Requirements:
From the data below, output as a numbered list the lines that begin at the one containing "Where can the sparrow" and stop after the one containing "<point>173,15</point>", with both ends included and blank lines left out.

Input material:

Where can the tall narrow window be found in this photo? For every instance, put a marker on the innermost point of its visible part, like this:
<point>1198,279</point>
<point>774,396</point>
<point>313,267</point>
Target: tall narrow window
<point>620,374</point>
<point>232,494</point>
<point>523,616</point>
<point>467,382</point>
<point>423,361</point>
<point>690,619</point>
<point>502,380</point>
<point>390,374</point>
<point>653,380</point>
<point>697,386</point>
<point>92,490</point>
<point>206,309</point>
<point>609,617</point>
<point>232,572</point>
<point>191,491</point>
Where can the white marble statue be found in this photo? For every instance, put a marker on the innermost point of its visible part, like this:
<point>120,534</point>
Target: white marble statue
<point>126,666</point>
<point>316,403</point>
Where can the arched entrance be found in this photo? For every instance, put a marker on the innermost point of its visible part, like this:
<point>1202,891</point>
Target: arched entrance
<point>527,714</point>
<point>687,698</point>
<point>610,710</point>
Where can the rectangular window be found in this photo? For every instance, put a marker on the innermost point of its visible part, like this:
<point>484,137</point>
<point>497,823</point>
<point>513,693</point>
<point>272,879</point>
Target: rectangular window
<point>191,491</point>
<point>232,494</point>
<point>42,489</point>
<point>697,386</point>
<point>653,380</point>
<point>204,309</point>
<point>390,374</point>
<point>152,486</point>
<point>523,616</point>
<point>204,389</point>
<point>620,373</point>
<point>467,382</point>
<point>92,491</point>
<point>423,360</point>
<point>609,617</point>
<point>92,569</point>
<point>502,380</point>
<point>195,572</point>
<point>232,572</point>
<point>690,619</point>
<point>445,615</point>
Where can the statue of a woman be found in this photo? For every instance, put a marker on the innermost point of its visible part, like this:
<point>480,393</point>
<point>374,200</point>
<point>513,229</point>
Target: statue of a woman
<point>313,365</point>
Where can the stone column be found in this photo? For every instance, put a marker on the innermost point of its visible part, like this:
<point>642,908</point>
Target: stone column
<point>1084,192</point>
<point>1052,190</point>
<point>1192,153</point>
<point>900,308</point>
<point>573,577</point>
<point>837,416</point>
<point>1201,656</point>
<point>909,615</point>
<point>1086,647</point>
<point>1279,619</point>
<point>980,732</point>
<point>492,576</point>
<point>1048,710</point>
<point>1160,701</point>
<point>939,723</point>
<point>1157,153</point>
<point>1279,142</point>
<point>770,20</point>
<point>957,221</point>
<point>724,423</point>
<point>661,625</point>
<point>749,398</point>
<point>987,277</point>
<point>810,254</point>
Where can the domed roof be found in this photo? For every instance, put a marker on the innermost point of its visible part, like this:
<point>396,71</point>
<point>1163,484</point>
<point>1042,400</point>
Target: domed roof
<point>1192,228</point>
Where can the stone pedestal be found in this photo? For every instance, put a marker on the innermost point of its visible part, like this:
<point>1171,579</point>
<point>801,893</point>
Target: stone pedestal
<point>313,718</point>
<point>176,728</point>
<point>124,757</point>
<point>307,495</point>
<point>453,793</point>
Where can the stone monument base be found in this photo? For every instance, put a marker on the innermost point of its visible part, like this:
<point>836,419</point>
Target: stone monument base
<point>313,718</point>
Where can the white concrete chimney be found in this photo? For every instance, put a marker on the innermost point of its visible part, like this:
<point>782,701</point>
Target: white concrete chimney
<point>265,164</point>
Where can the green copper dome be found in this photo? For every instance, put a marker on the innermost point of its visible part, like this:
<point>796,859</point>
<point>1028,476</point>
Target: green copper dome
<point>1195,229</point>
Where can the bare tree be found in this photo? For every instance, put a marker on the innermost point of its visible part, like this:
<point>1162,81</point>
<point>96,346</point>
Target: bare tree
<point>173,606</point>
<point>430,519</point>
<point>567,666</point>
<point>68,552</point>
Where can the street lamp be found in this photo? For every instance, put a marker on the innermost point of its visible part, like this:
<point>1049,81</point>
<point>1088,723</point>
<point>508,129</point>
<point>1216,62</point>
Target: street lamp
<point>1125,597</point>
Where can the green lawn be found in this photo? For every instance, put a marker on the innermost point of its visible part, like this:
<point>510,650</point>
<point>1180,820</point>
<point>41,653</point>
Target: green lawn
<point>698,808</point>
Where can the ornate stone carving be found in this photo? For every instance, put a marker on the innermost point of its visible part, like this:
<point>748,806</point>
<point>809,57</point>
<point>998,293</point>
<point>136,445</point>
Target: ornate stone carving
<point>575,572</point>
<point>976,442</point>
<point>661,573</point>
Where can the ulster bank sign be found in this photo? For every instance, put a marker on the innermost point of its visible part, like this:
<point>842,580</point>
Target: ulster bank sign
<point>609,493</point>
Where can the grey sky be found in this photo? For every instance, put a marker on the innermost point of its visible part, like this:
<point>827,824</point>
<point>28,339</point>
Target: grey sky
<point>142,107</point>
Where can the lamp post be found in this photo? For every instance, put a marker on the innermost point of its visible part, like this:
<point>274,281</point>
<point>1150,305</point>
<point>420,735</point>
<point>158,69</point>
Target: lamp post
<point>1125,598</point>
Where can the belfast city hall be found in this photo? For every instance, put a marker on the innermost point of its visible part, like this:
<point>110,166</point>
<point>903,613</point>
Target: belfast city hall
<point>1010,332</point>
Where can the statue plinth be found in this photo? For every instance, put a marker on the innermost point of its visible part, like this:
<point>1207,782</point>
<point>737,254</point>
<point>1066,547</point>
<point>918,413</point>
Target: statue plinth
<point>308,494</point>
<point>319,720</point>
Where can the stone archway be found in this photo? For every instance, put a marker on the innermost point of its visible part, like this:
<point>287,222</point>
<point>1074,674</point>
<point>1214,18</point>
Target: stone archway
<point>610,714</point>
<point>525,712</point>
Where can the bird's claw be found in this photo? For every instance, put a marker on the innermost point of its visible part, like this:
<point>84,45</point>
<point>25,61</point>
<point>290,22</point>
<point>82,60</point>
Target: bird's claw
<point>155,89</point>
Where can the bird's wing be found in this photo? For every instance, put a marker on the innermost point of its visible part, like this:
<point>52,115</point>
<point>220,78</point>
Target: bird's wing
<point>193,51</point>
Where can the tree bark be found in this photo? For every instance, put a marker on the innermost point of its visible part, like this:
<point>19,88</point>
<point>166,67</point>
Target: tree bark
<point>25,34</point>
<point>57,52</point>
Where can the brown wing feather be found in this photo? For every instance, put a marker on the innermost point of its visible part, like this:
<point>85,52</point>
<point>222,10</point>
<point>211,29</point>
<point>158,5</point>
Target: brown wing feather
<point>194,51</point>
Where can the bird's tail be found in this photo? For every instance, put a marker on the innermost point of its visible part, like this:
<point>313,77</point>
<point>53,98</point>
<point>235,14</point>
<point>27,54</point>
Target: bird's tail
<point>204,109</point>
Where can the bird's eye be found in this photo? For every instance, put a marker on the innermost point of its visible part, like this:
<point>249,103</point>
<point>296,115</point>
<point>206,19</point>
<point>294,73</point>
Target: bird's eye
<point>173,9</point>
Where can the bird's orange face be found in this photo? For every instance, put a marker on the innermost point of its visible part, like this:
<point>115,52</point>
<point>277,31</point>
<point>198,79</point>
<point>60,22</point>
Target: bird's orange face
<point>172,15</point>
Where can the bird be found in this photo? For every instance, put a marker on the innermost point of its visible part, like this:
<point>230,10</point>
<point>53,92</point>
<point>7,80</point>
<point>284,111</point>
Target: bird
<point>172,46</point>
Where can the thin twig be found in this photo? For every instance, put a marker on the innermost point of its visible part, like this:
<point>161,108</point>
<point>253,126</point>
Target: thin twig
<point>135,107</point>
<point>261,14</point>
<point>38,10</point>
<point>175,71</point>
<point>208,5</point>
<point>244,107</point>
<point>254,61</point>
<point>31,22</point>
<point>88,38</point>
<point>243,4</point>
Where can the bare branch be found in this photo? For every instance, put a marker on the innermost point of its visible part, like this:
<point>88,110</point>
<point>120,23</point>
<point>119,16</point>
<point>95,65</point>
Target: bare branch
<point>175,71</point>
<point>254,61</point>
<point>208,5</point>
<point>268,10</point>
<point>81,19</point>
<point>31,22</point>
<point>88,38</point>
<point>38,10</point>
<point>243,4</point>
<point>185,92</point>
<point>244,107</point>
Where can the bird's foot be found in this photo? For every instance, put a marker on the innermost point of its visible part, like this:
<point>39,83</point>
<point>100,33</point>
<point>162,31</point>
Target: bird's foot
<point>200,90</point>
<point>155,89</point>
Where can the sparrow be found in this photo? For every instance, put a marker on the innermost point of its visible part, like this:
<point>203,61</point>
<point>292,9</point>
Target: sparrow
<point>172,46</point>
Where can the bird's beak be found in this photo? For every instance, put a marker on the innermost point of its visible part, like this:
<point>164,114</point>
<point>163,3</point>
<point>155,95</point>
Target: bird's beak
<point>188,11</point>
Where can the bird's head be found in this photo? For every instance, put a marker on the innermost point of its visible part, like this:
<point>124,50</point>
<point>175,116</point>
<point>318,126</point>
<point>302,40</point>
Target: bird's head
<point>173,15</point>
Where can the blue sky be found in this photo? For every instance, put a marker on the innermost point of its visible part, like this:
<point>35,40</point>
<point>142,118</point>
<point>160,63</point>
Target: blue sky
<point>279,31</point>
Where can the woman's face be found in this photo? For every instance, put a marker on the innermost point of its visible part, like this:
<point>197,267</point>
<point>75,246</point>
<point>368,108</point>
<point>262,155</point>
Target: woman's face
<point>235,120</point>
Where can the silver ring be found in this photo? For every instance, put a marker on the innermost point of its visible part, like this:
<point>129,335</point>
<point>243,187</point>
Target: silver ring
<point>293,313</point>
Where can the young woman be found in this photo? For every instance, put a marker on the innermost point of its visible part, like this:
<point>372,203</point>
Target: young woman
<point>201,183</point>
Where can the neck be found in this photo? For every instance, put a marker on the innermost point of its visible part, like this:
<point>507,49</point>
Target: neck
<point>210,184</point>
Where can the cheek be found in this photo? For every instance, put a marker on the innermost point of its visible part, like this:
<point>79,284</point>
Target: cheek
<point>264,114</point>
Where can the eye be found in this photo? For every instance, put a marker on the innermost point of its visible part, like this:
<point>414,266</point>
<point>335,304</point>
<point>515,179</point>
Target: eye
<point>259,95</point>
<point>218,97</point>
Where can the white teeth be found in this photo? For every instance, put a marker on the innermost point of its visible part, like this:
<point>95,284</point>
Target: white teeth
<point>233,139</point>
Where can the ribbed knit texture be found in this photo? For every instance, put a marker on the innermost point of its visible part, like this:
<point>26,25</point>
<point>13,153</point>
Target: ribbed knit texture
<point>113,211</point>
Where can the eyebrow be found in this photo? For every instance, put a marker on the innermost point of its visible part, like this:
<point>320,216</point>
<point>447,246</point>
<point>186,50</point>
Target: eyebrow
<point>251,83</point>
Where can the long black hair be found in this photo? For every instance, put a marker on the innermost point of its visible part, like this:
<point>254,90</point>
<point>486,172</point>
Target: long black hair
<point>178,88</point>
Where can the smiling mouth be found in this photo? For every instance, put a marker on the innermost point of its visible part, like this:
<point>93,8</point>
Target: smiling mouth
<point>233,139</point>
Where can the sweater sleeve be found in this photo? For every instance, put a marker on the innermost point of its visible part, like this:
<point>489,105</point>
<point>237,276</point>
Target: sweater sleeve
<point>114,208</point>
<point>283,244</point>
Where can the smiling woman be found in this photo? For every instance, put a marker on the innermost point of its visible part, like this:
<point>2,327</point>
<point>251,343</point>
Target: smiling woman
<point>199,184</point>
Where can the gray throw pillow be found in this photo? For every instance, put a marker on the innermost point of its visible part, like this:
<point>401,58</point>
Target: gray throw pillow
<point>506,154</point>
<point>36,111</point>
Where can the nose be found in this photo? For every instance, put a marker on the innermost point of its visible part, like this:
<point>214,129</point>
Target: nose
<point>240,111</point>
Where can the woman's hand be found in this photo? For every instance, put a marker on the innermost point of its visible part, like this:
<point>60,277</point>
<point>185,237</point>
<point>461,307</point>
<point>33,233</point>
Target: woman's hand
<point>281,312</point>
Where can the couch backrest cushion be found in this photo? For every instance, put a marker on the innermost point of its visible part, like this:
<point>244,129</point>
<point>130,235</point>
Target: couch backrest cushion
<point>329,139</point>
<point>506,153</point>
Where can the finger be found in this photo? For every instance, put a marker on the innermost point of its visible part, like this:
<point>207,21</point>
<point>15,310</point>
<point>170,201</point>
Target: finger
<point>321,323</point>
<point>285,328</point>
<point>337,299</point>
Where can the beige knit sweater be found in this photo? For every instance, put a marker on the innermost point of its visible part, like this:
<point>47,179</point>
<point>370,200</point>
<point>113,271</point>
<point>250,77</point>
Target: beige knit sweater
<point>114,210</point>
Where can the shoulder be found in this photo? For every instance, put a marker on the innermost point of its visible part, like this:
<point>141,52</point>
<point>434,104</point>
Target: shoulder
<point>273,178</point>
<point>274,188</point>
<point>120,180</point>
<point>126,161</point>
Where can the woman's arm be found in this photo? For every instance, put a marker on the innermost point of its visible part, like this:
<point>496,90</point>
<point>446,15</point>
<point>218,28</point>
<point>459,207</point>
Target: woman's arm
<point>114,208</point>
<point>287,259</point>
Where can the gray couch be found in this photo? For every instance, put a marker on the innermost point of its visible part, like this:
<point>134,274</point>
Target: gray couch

Exercise solution:
1. Where can the sparrow be found in this photo? For every instance, put a marker on the innermost point of its visible part, like this:
2. <point>203,61</point>
3. <point>292,9</point>
4. Target: sparrow
5. <point>172,46</point>
6. Where can the bird's beak be found in this photo? For every instance, put a marker on the innermost point of its visible part, like this:
7. <point>164,114</point>
8. <point>163,3</point>
9. <point>155,95</point>
10. Target: bird's beak
11. <point>188,11</point>
12. Where can the bird's head be found in this photo? For every instance, put a marker on the innermost point of its visible part, like this:
13. <point>124,50</point>
14. <point>175,116</point>
15. <point>318,126</point>
16. <point>302,40</point>
17. Target: bird's head
18. <point>173,15</point>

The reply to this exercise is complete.